* _What the exercise asks_:
Extract all records. Keep each one exact.

Object location annotation data
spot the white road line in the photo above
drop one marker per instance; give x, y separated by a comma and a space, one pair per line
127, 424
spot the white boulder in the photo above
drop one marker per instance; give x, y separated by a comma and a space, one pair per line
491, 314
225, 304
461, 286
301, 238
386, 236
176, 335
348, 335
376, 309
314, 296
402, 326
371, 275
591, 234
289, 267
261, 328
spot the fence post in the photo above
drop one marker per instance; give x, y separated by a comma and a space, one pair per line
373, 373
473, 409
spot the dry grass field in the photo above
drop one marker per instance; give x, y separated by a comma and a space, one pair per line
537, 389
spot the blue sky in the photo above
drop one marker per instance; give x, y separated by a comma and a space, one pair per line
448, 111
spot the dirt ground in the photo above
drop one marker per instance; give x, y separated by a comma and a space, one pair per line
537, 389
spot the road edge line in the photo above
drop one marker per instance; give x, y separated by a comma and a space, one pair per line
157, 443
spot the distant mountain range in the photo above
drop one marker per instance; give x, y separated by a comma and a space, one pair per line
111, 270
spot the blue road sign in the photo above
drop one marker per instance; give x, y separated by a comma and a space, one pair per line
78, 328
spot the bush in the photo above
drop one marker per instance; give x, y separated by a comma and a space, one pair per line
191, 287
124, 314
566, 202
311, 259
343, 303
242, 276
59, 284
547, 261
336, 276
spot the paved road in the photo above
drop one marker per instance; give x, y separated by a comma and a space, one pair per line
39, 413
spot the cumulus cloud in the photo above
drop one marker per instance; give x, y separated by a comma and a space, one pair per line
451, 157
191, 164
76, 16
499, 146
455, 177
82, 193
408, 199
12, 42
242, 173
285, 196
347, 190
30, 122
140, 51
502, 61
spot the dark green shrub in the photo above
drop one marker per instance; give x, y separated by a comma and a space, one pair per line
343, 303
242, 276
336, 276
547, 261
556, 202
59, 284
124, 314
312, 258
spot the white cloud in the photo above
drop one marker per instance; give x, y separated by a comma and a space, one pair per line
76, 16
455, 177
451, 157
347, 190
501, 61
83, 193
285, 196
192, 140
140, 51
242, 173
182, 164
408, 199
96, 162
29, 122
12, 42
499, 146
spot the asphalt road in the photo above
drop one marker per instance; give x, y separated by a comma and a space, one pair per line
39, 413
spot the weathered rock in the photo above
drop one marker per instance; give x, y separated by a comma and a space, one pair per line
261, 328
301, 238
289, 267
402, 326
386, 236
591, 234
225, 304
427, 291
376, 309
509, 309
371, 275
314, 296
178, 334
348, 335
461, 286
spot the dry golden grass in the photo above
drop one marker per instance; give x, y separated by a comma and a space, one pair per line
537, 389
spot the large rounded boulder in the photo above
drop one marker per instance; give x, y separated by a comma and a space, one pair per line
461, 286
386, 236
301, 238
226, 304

* _Solution to the problem_:
spot the white road line in the photo above
drop one marker per instance; give x, y separated by a comma and a space, one pair per line
127, 424
spot the white boulder in the photo above
drop one marker per instance; give x, y separated by a comma and a space, one pair per line
491, 314
225, 304
461, 286
301, 238
386, 236
176, 335
348, 335
376, 309
314, 296
402, 326
371, 275
591, 234
289, 267
261, 328
spot the fence post in the photo above
drop one marker per instance; give x, y separated by a comma and a space, one pair per line
373, 373
473, 409
spot the dry grass field in the photo above
drop one marker per instance; give x, y separated by a comma and a space, one pair per line
537, 389
spot the blue sky in the photo above
drop one marker per instance; give x, y separated by a comma and a space, one pair per line
448, 111
spot the dirt ground in the photo above
drop one marker per instance; give x, y separated by a comma and a space, one pair per line
537, 389
spot the road edge line in the photo above
drop one marker per instance; give x, y separated by a comma and a space, one pair per line
157, 443
spot the distant mountain range in the photo above
drop one marker per instance; give x, y separated by a comma and a space, one pair per line
111, 270
spot the blue road sign in the photo above
drop one marker per instance; give x, y separated by a comma and a space, one pair per line
78, 328
spot the bush in the photo above
drop one marker per instance; give x, y separated by a comma and a space, one pair per line
191, 287
124, 314
566, 202
311, 259
343, 303
242, 276
59, 284
547, 261
336, 276
spot the paved road in the photo above
drop one marker per instance; give x, y separated by a comma and a space, one pair per line
39, 413
spot the cumulus cloud in the photo above
drop one marker per instance; give x, y separated by a comma and a space, one pair per line
451, 157
191, 164
76, 16
499, 146
455, 177
82, 193
408, 199
12, 42
242, 173
285, 196
347, 190
30, 122
140, 51
502, 61
spot the dark green shrub in the photo above
drop one marker per instance; give x, y separated by a comma and a space, one pair per line
343, 303
242, 276
336, 276
547, 261
556, 202
59, 284
124, 314
312, 258
spot the white cloud in the photo above
drop one marker per instance; give x, y separated by a comma and a space, one pair per line
76, 16
455, 177
451, 157
347, 190
501, 61
83, 193
285, 196
192, 140
140, 51
242, 173
182, 164
408, 199
96, 162
29, 122
12, 42
499, 146
spot the asphalt road in the photo above
drop one marker per instance; give x, y separated by a comma and a space, one pair per line
39, 413
spot the weathered rock in the photo above
drop one marker per instance; give x, y separated by a comma and a space, one pair per line
261, 328
301, 238
289, 267
402, 326
386, 236
591, 234
225, 304
427, 291
376, 309
509, 309
371, 275
314, 296
178, 334
348, 335
461, 286
spot the dry golden grass in the photo above
drop one marker per instance; give x, y separated by a comma and a space, one pair per line
537, 389
spot the large rounded boulder in the photo above
drop one marker per instance; give x, y separated by a comma and a space, one pair per line
461, 286
386, 236
301, 238
226, 304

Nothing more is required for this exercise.